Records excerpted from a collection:
==*==
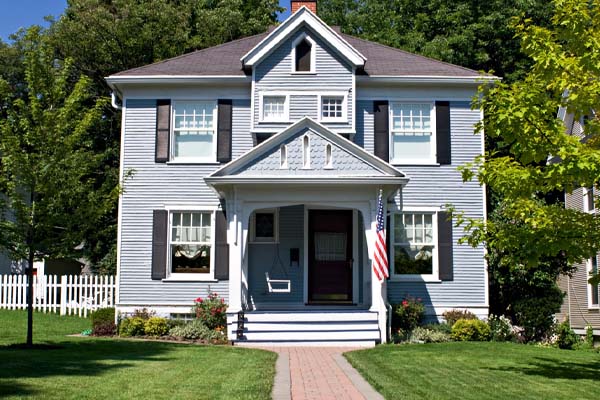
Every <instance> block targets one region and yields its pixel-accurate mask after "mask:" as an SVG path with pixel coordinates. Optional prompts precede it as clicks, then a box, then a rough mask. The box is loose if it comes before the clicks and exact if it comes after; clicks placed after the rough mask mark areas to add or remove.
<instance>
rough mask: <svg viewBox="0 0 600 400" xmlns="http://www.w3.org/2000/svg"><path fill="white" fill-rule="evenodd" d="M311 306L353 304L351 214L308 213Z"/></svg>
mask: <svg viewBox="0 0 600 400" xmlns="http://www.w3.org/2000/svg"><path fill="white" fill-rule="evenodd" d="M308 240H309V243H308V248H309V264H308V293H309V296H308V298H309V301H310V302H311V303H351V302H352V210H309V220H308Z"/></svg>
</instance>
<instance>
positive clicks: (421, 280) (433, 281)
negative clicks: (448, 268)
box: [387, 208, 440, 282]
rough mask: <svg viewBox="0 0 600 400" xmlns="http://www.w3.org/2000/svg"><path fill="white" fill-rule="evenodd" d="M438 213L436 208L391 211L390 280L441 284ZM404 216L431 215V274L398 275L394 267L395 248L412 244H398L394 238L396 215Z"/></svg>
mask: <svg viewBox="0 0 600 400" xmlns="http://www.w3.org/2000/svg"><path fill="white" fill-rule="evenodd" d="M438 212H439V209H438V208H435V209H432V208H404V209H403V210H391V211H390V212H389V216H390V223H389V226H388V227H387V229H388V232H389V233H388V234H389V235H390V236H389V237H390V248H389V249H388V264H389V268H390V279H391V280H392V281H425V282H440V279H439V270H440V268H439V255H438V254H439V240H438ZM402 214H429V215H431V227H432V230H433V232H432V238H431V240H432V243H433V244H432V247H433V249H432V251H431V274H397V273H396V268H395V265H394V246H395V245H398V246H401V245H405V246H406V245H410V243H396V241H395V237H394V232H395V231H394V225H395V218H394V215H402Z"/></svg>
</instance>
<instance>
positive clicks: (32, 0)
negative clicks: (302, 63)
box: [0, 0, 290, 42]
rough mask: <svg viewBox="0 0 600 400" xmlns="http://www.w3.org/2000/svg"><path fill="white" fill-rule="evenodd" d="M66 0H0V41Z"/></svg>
==*==
Your assignment:
The records above are to be restated word for word, with every picture left out.

Reply:
Every <instance> block targets one region and yields its pixel-accurate mask after "mask:" as an SVG path with pixel coordinates. Optional prompts precede it as clicks, then a box, then a rough mask. The box is loose if it comes before the clicks and exact if it comes after; clicks placed after the rough mask mark areas to add or remove.
<instance>
rough mask: <svg viewBox="0 0 600 400" xmlns="http://www.w3.org/2000/svg"><path fill="white" fill-rule="evenodd" d="M311 306L353 304L351 214L308 213Z"/></svg>
mask: <svg viewBox="0 0 600 400" xmlns="http://www.w3.org/2000/svg"><path fill="white" fill-rule="evenodd" d="M308 240H309V243H308V248H309V264H308V293H309V296H308V298H309V301H310V302H311V303H351V302H352V210H309V220H308Z"/></svg>
</instance>
<instance>
positive clicks: (421, 280) (433, 281)
negative clicks: (448, 268)
box: [387, 208, 440, 282]
rough mask: <svg viewBox="0 0 600 400" xmlns="http://www.w3.org/2000/svg"><path fill="white" fill-rule="evenodd" d="M438 213L436 208L391 211L390 280L441 284ZM404 216L431 215V274L398 275L394 267L395 248L412 244H398L394 238L396 215Z"/></svg>
mask: <svg viewBox="0 0 600 400" xmlns="http://www.w3.org/2000/svg"><path fill="white" fill-rule="evenodd" d="M438 212H439V209H438V208H435V209H432V208H404V209H403V210H391V211H390V212H389V216H390V223H389V226H388V227H387V229H388V232H389V233H388V234H389V235H390V236H389V237H390V248H389V249H388V264H389V268H390V279H391V280H392V281H425V282H440V279H439V270H440V268H439V255H438V254H439V240H438ZM402 214H429V215H431V227H432V230H433V232H432V238H431V240H432V243H433V244H432V247H433V249H432V251H431V274H397V273H396V268H395V265H394V246H395V245H398V246H401V245H405V246H406V245H410V243H396V241H395V237H394V232H395V231H394V225H395V218H394V215H402Z"/></svg>
</instance>
<instance>
positive clicks: (32, 0)
negative clicks: (302, 63)
box: [0, 0, 290, 42]
rough mask: <svg viewBox="0 0 600 400" xmlns="http://www.w3.org/2000/svg"><path fill="white" fill-rule="evenodd" d="M66 0H0V41Z"/></svg>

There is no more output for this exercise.